* Supplied records *

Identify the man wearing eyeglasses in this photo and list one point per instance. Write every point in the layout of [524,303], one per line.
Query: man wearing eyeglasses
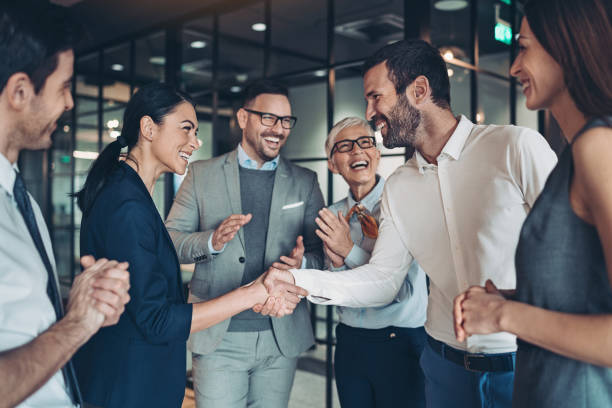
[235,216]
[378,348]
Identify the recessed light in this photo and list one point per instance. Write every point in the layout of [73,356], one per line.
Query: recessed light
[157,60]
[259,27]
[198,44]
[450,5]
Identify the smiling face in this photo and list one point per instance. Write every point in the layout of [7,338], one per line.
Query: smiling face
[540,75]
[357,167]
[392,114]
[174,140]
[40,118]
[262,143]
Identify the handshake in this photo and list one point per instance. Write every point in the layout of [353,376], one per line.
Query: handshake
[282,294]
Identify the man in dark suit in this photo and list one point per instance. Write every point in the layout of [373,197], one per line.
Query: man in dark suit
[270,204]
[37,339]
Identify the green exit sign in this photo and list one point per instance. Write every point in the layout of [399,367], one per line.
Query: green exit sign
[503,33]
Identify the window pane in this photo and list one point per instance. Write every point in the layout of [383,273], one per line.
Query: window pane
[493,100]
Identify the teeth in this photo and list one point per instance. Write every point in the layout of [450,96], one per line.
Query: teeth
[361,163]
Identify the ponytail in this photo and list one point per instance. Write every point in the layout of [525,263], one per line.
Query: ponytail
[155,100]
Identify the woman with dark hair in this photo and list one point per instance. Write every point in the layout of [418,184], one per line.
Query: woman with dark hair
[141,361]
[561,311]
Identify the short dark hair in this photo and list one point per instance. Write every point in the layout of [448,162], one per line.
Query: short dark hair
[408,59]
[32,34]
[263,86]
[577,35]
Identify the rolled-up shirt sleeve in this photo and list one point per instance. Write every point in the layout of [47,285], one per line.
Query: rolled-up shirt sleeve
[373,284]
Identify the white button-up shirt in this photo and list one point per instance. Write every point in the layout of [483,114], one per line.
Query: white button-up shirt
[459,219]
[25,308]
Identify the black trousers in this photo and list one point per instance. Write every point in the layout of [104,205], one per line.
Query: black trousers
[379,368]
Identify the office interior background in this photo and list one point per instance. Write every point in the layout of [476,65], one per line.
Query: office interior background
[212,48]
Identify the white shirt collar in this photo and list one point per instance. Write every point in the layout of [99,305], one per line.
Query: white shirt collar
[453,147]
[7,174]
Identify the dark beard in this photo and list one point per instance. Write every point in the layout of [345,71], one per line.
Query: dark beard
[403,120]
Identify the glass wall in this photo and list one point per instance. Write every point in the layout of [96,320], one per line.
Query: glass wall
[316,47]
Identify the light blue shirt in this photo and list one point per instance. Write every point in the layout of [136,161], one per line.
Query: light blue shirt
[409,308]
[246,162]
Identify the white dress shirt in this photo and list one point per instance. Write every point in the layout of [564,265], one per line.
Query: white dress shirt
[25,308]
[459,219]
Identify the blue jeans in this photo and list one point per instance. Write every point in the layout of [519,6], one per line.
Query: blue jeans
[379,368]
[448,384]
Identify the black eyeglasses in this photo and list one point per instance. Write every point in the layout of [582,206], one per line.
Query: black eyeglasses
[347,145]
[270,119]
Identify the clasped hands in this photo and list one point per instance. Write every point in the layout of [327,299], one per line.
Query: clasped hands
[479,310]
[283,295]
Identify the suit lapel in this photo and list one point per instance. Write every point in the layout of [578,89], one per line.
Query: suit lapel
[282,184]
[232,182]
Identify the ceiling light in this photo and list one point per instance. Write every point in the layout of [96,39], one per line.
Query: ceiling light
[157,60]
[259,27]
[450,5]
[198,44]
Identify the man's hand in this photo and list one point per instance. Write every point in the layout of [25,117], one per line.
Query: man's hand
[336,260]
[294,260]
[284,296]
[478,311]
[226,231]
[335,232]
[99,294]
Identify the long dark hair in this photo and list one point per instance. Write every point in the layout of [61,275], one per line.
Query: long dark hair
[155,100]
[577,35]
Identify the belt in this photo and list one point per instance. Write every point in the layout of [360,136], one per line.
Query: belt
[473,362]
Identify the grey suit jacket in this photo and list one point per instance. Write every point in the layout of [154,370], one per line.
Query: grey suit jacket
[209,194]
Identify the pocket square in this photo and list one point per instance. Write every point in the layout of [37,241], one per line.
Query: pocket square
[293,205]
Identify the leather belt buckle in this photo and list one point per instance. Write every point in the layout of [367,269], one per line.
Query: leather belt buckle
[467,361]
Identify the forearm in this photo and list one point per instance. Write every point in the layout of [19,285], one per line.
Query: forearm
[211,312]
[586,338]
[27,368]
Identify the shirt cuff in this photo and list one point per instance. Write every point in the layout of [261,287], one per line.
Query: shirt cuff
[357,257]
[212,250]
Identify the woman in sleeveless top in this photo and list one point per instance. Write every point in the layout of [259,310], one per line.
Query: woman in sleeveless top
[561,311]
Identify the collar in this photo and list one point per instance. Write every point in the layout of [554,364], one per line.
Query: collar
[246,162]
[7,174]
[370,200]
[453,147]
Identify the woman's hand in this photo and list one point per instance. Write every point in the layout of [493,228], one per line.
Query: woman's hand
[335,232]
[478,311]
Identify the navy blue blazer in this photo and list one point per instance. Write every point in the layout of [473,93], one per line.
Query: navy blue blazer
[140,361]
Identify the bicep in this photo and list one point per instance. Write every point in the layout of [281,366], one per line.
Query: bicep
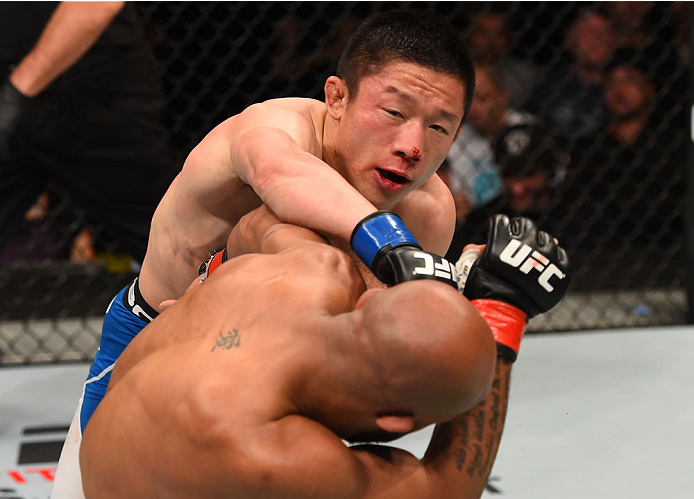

* Exercise instructions *
Each entry above is to be duplicated exactly, and its pictures omitted.

* Result of the task *
Identify the man wearing eyeglasses in this photo and list one point per instance. Write every point in the layout of [524,303], one per line.
Query: man wearing eyeglasses
[235,216]
[378,348]
Identify the recessed light in this photo and list one point per instance. Write every point in the layout of [73,356], one per line.
Query: recessed light
[157,60]
[259,27]
[198,44]
[450,5]
Identify the smiling face in this photo and list one point per instance. Write every point in the layout of [7,338], one per line.
Query: smiling face
[540,75]
[357,167]
[392,114]
[174,140]
[40,118]
[262,143]
Identify the handshake in this photo and list one point per instance. Write every point in the layout of [353,376], one per line.
Query: handshake
[282,294]
Identify the man in dark suit in this photo and list one point per instance. Write every point in the layout of [373,197], one per line.
Query: man in dark suit
[270,204]
[37,339]
Identify the green exit sign in this photo and list one point per instance. Write every point in the layout of [399,367], one per line.
Query: green exit sign
[503,33]
Identify the window pane in this photo and list one point per instance. Write every point in the layout of [383,273], one per line.
Query: window pane
[493,100]
Identify the teeth in this photo and list one point per instance. Write every point in the layout of [450,96], one per line.
Query: teeth
[361,163]
Identify the ponytail in this photo and list one point per instance. Write every point in the layout of [525,263], one per line.
Query: ponytail
[155,100]
Identify the woman with dark hair in this photo and list one point per instance. Write every point in the layout of [418,184], one per line.
Query: woman with dark hair
[141,361]
[561,311]
Identify the short dark hair in this photo and list one point per instance. Write every point in the layout of [448,162], one per line.
Query: short dark hair
[408,59]
[32,34]
[263,86]
[577,35]
Identify the rolled-up shirt sleeve in this photo and list one point per instance. Write every point in the layout of [47,285], one per line.
Query: rolled-up shirt sleeve
[373,284]
Identify the white button-up shirt in this photo and list one point per instance. Write every point in the layout of [483,114], one per line.
Query: white button-up shirt
[459,219]
[25,308]
Identify the black trousers in this photo and list one point per instance. Write every point in the layout of [104,205], one per line.
Query: black trousers
[379,368]
Identify the office interior background in this photo and list one point per instance. Write every point in the layout of [476,65], one per line.
Query: office interior background
[212,48]
Identify the white shirt collar in this photo and list one point per instance. Write every point in the layout of [99,305], one per line.
Query: white shirt collar
[453,147]
[7,174]
Identify the dark beard in this photo and list one point per instance. Write every point in the layout of [345,71], one per line.
Query: dark beard
[403,120]
Identify the glass wall in this photo and list one point per instance. Write every point in the layout of [96,320], one per line.
Query: glass wall
[316,47]
Identify the light blue shirt in this photo and list one point per instance. Write every point in the layout of [136,161], one per line.
Query: light blue shirt
[409,308]
[246,162]
Identify the white dress shirt in this photo and list one point per instance. Write every point in the layout of [564,265], one per line.
Query: white dress shirt
[25,308]
[459,219]
Identify the blue jeans in this photo and list one point per instance. Write every point in the layout of [519,6], one per line.
Query: blue jeans
[379,368]
[448,384]
Identify the black eyeglasses in this photo and list one point per instance. Write every point in the layout of [582,206], one per line.
Query: black eyeglasses
[347,145]
[270,119]
Identify the clasped hands in this photo and list one point per instance. Write every point in the layout of [327,299], one per line.
Query: clasped hands
[479,310]
[283,295]
Identify the suit lapel in this photo and list one point per instance. Write every point in the layout of [578,89], one per line.
Query: suit lapel
[282,184]
[232,182]
Identify the ceiling light in this photo and list one point per instance. Write every point in the layout of [96,39], one per line.
Query: ceiling light
[157,60]
[259,27]
[450,5]
[198,44]
Identify the man's hand in this photo and list one point per instance. Write every point in the layout of [25,117], one per line.
Query: man's hand
[336,260]
[294,260]
[284,296]
[478,311]
[226,231]
[335,232]
[99,294]
Identify the long dark hair in this photo and list one point per instance. Write every point in the layout of [61,275], one per line.
Query: long dark hair
[155,100]
[577,35]
Identify the belt in this photo and list one point per instance. Write every point in the layout of [360,136], one per line.
Query: belt
[473,362]
Identify the grey suit jacket in this photo and list one point per instance. Write every point in the layout of [154,370], one per line.
Query: grey suit jacket
[209,194]
Identify the pocket square in this photo and list one point per instance. Write every point in the layout of [37,241], one per line.
Query: pocket square
[293,205]
Identify the leather belt buckle in this photo and list one point per instance. Write every point in the layout of [367,269], one per line.
Query: leather belt buckle
[467,361]
Identify the forearm in this photo and list one point per instance. Write every point in the layout of [19,285], one per line.
Query: forearm
[211,312]
[586,338]
[27,368]
Identify the shirt cuff in this photo and list one point per instance. Write every point in the layout of [261,287], one per line.
Query: shirt cuff
[357,257]
[212,250]
Identify the woman in sleeveless top in this photo and list one point per instance. Write every point in the layout of [259,310], one per line.
Query: woman in sleeveless top
[561,311]
Identify the collar in this photo and list one point per instance. Write every point in the layout of [554,364], one per line.
Query: collar
[246,162]
[7,174]
[370,200]
[453,147]
Identify the woman's hand in this photo and list one point per instance. Write every point in the layout of [493,228], one per line.
Query: woman's hand
[335,232]
[478,311]
Identify the navy blue blazer in this photo and list one point per instance. Write every point in the layout of [473,93], one per line.
Query: navy blue blazer
[140,361]
Identify the bicep in this photo and list one point per instance. Write every point in the layout of [281,366], one per line.
Query: bicep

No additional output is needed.